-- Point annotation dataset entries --
╔══

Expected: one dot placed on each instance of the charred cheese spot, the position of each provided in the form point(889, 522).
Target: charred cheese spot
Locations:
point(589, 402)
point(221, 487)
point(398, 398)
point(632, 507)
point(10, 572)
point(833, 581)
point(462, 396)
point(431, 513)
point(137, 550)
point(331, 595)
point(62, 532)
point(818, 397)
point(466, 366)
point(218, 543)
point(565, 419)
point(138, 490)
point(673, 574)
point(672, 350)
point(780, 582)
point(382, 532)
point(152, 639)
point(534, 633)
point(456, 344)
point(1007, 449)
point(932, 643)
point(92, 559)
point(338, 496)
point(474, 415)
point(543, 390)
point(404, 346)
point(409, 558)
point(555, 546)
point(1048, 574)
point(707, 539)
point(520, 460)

╚══

-- What you are asked to do --
Write out every line of the entries above verbatim, with nothing altered.

-- The output --
Expected: one dot placed on each instance of the charred cheese spot, the position of each provided in the form point(889, 522).
Target: charred cheese spot
Locations:
point(589, 402)
point(221, 487)
point(398, 398)
point(632, 507)
point(10, 572)
point(833, 581)
point(462, 396)
point(431, 513)
point(137, 550)
point(331, 595)
point(62, 532)
point(818, 397)
point(466, 366)
point(218, 543)
point(565, 419)
point(138, 490)
point(673, 574)
point(672, 350)
point(780, 582)
point(382, 532)
point(152, 639)
point(534, 633)
point(456, 344)
point(1007, 449)
point(932, 643)
point(92, 559)
point(338, 496)
point(474, 415)
point(543, 390)
point(404, 346)
point(409, 558)
point(555, 546)
point(1048, 574)
point(707, 539)
point(520, 460)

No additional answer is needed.